WHAT IS BEING ASKED: Only the lines from the one containing "For each instance of the red" through the last line of the entries are wanted. Transcribe them exactly.

(INFORMATION SUPPLIED)

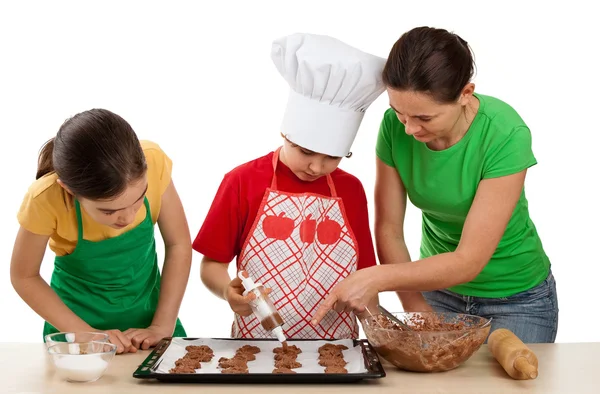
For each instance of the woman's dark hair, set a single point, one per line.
(96, 154)
(432, 61)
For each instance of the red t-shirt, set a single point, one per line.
(236, 204)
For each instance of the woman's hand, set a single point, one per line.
(145, 338)
(353, 294)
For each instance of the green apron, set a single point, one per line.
(114, 283)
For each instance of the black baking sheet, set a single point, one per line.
(147, 370)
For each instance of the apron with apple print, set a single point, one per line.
(299, 246)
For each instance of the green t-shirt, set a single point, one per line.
(443, 184)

(End INFORMATION SUPPLIED)

ANSWER SECTION:
For each instance of the red t-shirt, set a single point, one per line.
(236, 204)
For each instance of the woman's hand, set a single point, one per line.
(145, 338)
(353, 294)
For each instance of the green apron, set a single point, one per line.
(114, 283)
For each instance of the black baking sheet, set a single point, one per line.
(147, 370)
For each instance of the apron with apple print, set a single point, one per line.
(299, 246)
For each instance of the green t-shirt, set a single point, one per line.
(443, 184)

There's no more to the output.